La prolifération des sectes que connaît le Cameroun ces derniers temps ne laisse pas indifférents les hommes d’église, pour qui le phénomène traduit l’incapacité des uns et des autres à faire face aux difficultés de la vie. Selon un responsable du ministère de l’Administration territoriale et de la Décentralisation, qui a requis l’anonymat, seules 80 congrégations, ont reçu du gouvernement des autorisations de fonctionnement.
« Mais seulement, au vu du rythme avec lequel les nouvelles églises dites réveillées s’implantent, on est en droit de penser que l’on peut recenser environ deux cents églises au Cameroun. T. Pierre, un père jésuite de l’Eglise catholique, a le sentiment que la prolifération des sectes dans le pays découle du laxisme des pouvoirs publics dans leurs missions de contrôle de tout mouvement religieux illégal qui s’installe dans le pays.
Pour lui, la prolifération des sectes est la preuve que les populations, en quête de foi nouvelle et lasses de suivre le même rituel religieux, veulent expérimenter les autres méthodes pour atteindre Dieu.
Il pense que les Chrétiens sont restés indifférents aux réformes apportées par l’exhortation apostolique post-synodale « Ecclesia in Africa », initiée par le pape Jean-Paul II en 1995, qui a pourtant introduit des innovations dans la célébration des cultes.
une majorité de femmes
« Dans la rue, on n’est plus surpris de voir les membres de l’Eglise du christianisme céleste, par exemple, tout de blanc vêtus et pied nus, vaquer à leurs occupations quotidiennes sans se soucier des provocations des passants », reconnaît-t-il.
« Je crois en Jésus, c’est pour cela que je ne m’occupe pas de ce que pensent les êtres humains dont la plupart sont l’incarnation du diable », indique Marlyse T., une ancienne fidèle catholique, aujourd’hui membre de l’Eglise du combat spirituel.

Données fournies:

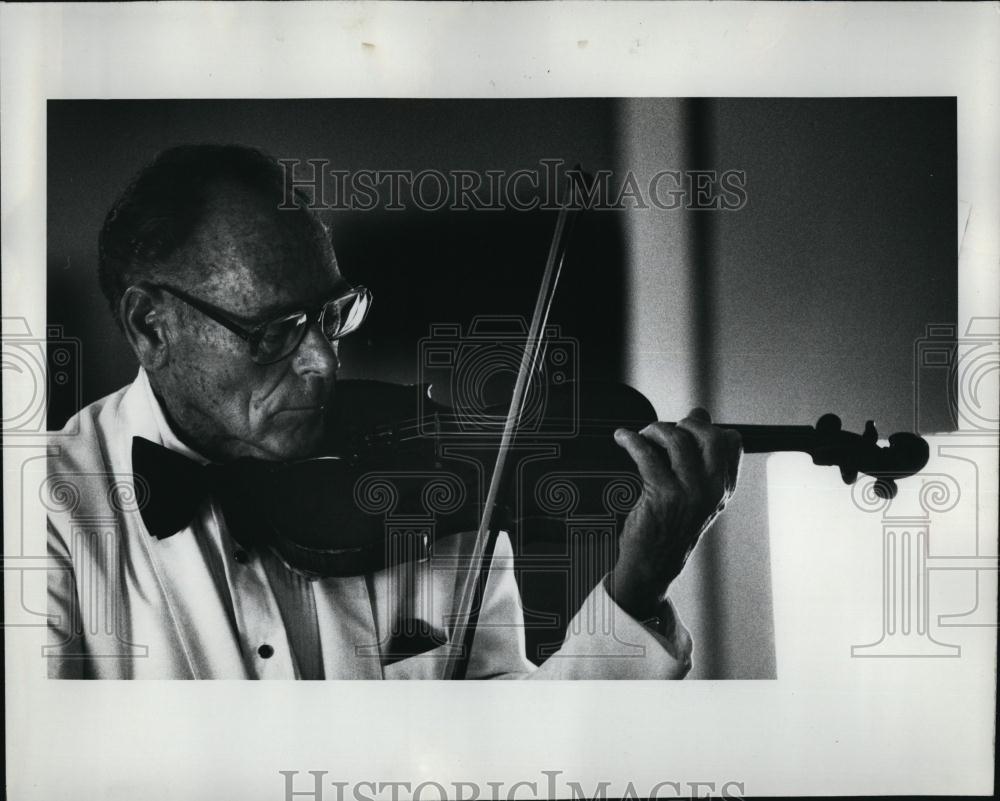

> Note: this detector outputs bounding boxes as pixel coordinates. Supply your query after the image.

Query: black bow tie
[132,437,266,547]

Consignes:
[1] Résumez en deux phrases l'extrait sur les sectes au Cameroun.
[2] Poursuivez l'extrait sur les sectes au Cameroun après sa dernière phrase.

Réponses:
[1] Le Cameroun connaît une prolifération des sectes que des hommes d'église attribuent à l'incapacité de faire face aux difficultés de la vie, alors que seules 80 congrégations ont reçu du gouvernement une autorisation de fonctionnement. Un père jésuite y voit le laxisme des pouvoirs publics dans le contrôle des mouvements religieux illégaux, ainsi que le désir de populations lasses du même rituel d'expérimenter d'autres méthodes pour atteindre Dieu.

[2]
Le sociologue Pierre-Marie Kamdem estime que les Camerounais qui s’adonnent aux nouvelles églises sont ceux qui veulent verser dans la facilité, parce qu’ils croient qu’en priant ou en se soumettant à certaines pratiques telles que le jeûne à sec pendant des jours, l’élimination des produits carnés de leur alimentation et le port obligatoire des foulards chez les femmes, ils iront droit au Paradis.
« Ce que les adeptes de ces nouvelles églises, dont la plupart sont des femmes, ne semblent pas comprendre, c’est qu’ils sont manipulés et contribuent de ce fait à l’enrichissement du gourou qui mène une vie de noble pendant que leurs propres familles vivent dans la misère totale », ajoute-t-il.
De nombreux cas de viols
Il cite, pour le déplorer, le cas de sa cousine âgée de 27 ans, nouvellement arrivée à la Sainte église de Dieu qui, bien que versant les deux tiers de son salaire à son pasteur, avait été torturée, ligotée, battue, puis violée toute une nuit à Douala par ses « frères » sous prétexte de la désenvoûter et lui faire un lavage de cerveau. Les cas comme celui de cette dame, qui sont régulièrement dépouillées, violées, abusées par leur pasteur ou les autres membres de l’Eglise, sont légion dans le pays.
Un correspondant de la Radio-télévision publique (CRTV) dans la province de l’Adamaoua, a rapporté que trois étudiants de l’Université ont été exclus mardi dernier du campus pour pratique de secte.
En fait, il était reproché à ces étudiants, pourtant de religion catholique, d’avoir passé à tabac pendant sept heures d’affilée un camarade pour la débarrasser d’un prétendu serpent qui la possèderait et la maintiendrait toute sa vie dans une incapacité à procréer.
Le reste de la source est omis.